> [Passage given]
1. Field of the Invention
The invention relates to wear-through detection in multilayered parts, and, more particularly, to wear-through detection in semiconductor vacuum processing systems.
2. Description of the Related Art
The use of ion implantation equipment to introduce conductivity-altering dopants into semiconductor wafers has become an integral part of the fabrication of semiconductor devices. A simplified schematic of a representative known ion implanter system 100 is shown in FIG. 1A. An ion source 1 generates positively charged dopant particles by known means which are directed as an ion beam 2 along a beam path toward a target 10, typically a semiconductor wafer, housed within target chamber 7. A manipulator 3 having extraction electrode 12, ground electrode 13, and source exit aperture 14, extracts and initiates the travel of the ion beam 2 along the beam path. Along the beam path, the ion beam 2 is deflected and focused by mass analyzer 4. The mass analyzer 4 uses magnetic forces to select ions having desired mass and charge from undesired ions. The ion beam is focused in the plane of an aperture 5 as a mass resolving assembly. As known in the art, different ion species in ion beam 2 are deflected through different angles by the mass analyzer 4. A desired ion species passes through the aperture 5 to target 10, while undesired ion species are intercepted by the walls 5' of aperture 5. The ion beam 2 passing through aperture 5 is then accelerated to a desired energy by an accelerator 6, such as a high voltage coil, and is incident on the target 10 located within target chamber 7.

> [Given information]
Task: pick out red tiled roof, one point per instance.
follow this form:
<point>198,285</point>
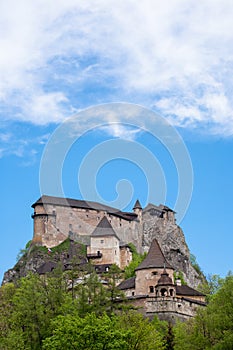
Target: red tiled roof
<point>127,284</point>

> [Given instruction 1] From the ion implanter passage, reproduce the text starting at "1. Field of" and ending at "vacuum processing systems.".
> [Given instruction 2] According to the ion implanter passage, how are undesired ion species kept from reaching the target? Answer in one to three sentences.

> [Final result 1]
1. Field of the Invention
The invention relates to wear-through detection in multilayered parts, and, more particularly, to wear-through detection in semiconductor vacuum processing systems.

> [Final result 2] The mass analyzer 4 uses magnetic forces to deflect the different ion species in the beam through different angles. The desired ion species passes through aperture 5 to the target, and the undesired species are intercepted by the walls 5' of the aperture.